Start of Passage shown
If you are selling an innovative product or service (or raising funds for a good cause) that buyers cannot easily define in a formal procument process, you need to engage in Demand Creation Selling. This is the opposite of Demand Fulfilment Selling.

In Demand Fulfilment Selling, it is the buyer who initiates the process - typically in the form of issuing a Request For Proposal (RFP), inviting sellers to respond at arm's length with writtent Proposals. This is wholly inadequate for the innovative product or services firm, where the buyer does not know all and cannot adequately specify the problem and solution in a RFP document.

As a sales method, Demand Creation Selling is based on the idea of a proactive engagement between buyer and seller - initiated by the latter. However, making an approach to empowered buyers from a cold start is increasingly challenging. Whether it starts with an email or a LinkedIn Inmail invitation, it has to be compelling to attract a positive response from the target buyer.
End of Passage shown
Start of Data listing
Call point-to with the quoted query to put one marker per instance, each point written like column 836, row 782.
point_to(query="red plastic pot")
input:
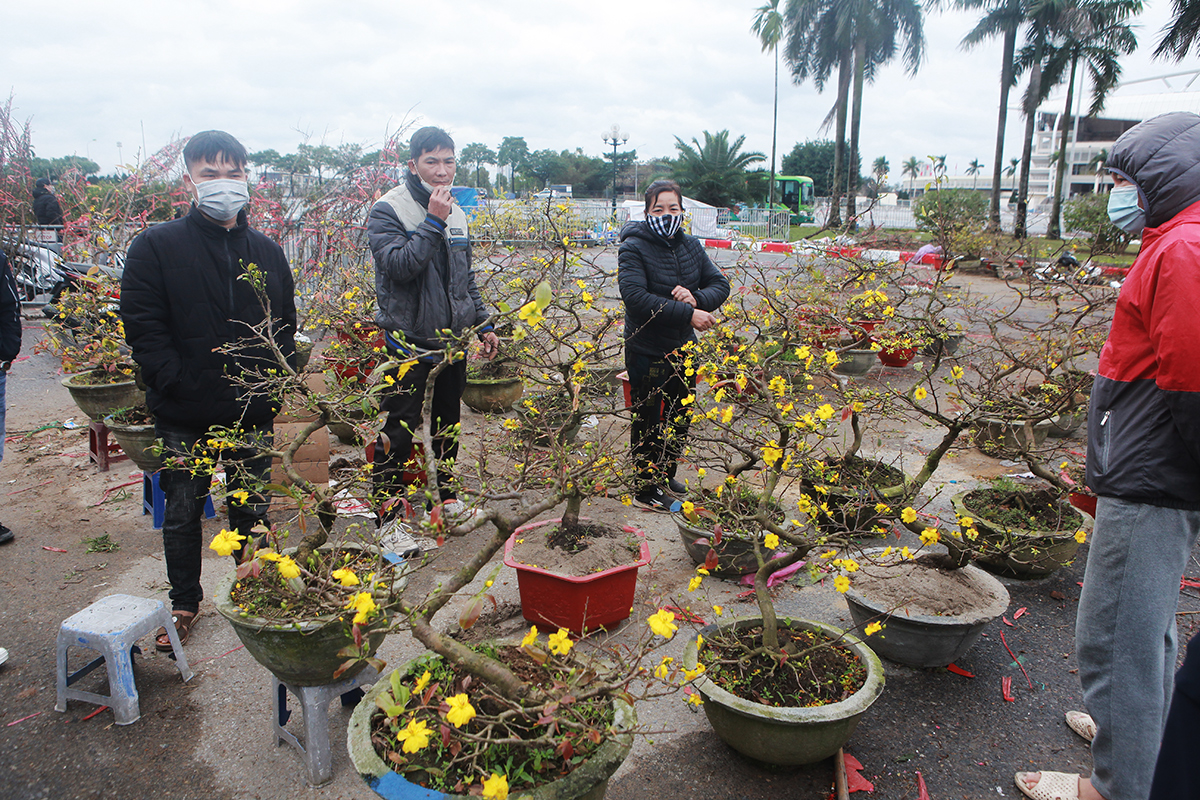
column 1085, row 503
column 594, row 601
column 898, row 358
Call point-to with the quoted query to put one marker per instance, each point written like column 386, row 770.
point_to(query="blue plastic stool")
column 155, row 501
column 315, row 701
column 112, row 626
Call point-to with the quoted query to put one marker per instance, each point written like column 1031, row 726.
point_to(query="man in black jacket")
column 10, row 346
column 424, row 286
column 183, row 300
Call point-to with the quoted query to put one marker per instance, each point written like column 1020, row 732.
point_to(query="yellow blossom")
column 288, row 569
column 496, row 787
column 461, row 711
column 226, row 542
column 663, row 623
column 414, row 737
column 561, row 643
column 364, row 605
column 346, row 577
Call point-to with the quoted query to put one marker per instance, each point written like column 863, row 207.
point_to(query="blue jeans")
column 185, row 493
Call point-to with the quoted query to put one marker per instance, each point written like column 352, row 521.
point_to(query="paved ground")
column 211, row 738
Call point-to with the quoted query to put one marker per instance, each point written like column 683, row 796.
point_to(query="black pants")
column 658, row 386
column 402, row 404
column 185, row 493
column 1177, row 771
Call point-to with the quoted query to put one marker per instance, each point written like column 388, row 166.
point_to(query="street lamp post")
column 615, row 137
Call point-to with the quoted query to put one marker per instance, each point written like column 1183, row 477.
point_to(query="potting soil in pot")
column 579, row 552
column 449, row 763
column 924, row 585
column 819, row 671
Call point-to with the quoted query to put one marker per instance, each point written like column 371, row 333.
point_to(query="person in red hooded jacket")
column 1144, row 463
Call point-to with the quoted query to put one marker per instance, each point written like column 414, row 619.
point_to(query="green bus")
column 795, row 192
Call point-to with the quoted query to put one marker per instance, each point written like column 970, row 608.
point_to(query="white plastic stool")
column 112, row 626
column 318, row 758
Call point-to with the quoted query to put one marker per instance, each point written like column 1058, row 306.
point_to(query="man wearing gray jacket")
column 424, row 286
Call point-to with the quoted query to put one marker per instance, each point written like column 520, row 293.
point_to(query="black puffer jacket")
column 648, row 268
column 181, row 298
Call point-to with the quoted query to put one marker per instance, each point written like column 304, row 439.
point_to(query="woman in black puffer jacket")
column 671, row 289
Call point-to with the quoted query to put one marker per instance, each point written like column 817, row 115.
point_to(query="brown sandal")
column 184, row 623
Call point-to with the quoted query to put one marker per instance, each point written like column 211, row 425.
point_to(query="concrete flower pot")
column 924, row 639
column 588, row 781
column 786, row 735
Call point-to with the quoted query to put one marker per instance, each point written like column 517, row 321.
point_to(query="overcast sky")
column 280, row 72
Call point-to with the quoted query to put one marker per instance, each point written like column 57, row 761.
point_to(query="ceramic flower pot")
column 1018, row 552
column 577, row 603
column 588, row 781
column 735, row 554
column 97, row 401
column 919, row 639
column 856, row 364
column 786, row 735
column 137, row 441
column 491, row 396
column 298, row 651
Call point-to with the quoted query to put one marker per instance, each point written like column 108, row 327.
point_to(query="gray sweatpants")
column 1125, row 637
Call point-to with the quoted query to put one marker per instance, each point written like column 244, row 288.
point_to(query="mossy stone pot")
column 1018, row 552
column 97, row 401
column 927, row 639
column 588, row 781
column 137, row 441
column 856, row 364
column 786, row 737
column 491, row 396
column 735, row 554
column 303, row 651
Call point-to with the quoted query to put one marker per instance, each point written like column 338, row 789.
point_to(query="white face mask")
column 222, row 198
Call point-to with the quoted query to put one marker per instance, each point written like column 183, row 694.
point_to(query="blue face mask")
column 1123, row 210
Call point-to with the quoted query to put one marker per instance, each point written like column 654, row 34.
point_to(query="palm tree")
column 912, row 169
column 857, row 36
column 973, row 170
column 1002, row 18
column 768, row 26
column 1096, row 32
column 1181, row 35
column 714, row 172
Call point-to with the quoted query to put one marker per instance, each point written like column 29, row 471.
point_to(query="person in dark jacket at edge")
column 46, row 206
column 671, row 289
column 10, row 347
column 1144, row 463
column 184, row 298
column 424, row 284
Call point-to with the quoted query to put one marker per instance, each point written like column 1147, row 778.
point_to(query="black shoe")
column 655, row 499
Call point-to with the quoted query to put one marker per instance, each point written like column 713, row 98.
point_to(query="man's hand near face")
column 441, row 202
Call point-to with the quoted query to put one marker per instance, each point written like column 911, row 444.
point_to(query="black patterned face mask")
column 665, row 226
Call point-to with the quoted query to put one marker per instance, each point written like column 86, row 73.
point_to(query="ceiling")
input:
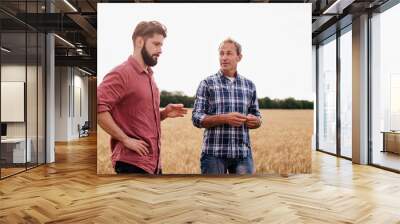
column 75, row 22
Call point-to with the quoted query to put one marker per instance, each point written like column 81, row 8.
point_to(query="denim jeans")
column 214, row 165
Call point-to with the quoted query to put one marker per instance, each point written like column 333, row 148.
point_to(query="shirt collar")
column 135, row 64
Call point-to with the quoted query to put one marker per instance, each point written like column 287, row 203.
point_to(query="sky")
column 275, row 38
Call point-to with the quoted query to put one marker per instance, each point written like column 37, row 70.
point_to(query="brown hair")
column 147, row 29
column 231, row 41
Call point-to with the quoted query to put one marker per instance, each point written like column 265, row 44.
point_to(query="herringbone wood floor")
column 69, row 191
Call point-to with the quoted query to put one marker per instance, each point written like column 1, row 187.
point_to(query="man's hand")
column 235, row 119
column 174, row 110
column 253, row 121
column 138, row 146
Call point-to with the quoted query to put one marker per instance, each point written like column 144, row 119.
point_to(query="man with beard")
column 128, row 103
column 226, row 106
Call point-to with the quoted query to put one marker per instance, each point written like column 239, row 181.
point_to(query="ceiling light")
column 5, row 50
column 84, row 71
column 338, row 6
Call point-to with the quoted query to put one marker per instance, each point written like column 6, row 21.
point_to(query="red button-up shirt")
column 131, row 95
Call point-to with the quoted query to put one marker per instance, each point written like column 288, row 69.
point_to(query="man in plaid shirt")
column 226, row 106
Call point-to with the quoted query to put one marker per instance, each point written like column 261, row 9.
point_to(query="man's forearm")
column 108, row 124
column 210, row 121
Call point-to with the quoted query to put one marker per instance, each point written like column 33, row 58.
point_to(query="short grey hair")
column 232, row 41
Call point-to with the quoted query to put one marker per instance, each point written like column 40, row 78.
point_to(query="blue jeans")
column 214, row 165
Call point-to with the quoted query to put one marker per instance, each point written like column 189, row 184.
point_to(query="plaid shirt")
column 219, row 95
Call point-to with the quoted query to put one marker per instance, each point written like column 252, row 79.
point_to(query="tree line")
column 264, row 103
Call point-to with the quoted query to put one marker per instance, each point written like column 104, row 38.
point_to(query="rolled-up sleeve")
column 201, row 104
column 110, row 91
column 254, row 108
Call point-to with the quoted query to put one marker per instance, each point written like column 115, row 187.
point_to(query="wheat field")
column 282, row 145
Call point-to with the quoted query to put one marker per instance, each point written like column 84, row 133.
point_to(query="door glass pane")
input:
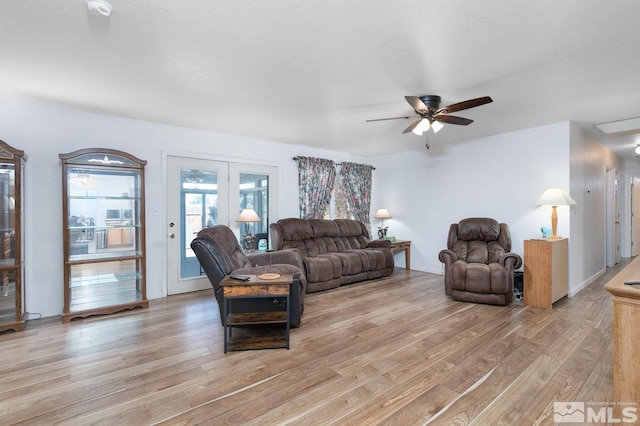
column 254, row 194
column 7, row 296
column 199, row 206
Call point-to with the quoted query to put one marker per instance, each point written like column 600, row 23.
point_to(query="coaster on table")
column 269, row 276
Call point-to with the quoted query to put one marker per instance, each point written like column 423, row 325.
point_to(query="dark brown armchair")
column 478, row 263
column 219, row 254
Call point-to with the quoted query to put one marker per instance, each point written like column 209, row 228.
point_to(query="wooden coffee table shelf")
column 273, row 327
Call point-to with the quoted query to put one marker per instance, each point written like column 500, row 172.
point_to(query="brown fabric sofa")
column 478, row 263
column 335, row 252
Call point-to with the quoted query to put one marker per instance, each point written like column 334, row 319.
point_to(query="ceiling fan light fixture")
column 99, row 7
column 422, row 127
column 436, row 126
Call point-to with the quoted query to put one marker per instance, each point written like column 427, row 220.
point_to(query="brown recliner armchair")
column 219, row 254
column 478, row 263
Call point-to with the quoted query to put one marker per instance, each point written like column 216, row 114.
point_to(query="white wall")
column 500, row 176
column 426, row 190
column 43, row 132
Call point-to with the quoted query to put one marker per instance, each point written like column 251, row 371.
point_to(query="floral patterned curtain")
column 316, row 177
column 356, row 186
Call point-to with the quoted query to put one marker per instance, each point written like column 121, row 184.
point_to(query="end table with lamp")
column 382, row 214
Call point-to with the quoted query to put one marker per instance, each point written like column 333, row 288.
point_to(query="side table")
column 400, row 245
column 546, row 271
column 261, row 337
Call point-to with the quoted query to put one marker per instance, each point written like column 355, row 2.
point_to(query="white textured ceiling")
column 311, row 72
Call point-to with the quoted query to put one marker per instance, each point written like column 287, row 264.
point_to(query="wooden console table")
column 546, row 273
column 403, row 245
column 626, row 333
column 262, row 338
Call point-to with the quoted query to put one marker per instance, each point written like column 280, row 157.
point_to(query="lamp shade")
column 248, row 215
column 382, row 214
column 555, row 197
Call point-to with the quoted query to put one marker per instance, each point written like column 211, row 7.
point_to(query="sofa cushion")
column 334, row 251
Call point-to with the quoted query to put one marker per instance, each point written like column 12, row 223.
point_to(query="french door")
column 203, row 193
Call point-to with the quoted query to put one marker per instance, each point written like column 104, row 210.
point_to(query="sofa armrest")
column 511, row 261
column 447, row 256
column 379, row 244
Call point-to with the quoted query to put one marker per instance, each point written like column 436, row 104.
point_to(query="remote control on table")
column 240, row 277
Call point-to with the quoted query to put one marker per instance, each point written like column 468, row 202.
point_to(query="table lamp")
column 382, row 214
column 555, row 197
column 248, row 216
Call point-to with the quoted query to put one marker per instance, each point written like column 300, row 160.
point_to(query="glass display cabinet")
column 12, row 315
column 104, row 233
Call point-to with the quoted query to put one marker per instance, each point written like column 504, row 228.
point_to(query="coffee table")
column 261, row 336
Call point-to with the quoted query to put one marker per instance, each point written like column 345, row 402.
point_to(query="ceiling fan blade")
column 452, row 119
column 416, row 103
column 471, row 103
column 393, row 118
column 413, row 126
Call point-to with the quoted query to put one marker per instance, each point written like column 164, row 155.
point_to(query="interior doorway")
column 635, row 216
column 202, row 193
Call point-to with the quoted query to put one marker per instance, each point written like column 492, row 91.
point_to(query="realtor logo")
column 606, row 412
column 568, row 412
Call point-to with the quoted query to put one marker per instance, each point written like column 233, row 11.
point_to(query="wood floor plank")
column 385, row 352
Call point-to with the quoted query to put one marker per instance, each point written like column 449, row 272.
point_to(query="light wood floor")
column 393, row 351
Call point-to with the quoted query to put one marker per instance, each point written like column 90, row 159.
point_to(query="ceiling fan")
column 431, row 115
End of Data listing
Work item A | From the passage on Demand Creation Selling, reproduce the wording from "If you are selling" to "a RFP document.".
Work item B | In the Demand Creation Selling passage, condense the paragraph beginning "In Demand Fulfilment Selling" into two shorter sentences that keep its main facts.

Written answer A |
If you are selling an innovative product or service (or raising funds for a good cause) that buyers cannot easily define in a formal procument process, you need to engage in Demand Creation Selling. This is the opposite of Demand Fulfilment Selling.

In Demand Fulfilment Selling, it is the buyer who initiates the process - typically in the form of issuing a Request For Proposal (RFP), inviting sellers to respond at arm's length with writtent Proposals. This is wholly inadequate for the innovative product or services firm, where the buyer does not know all and cannot adequately specify the problem and solution in a RFP document.

Written answer B | In Demand Fulfilment Selling, the buyer starts the process, usually by issuing a Request For Proposal (RFP) that invites sellers to respond at arm's length with proposals. This approach is wholly inadequate for innovative product or services firms, because their buyers cannot adequately specify the problem and solution in an RFP.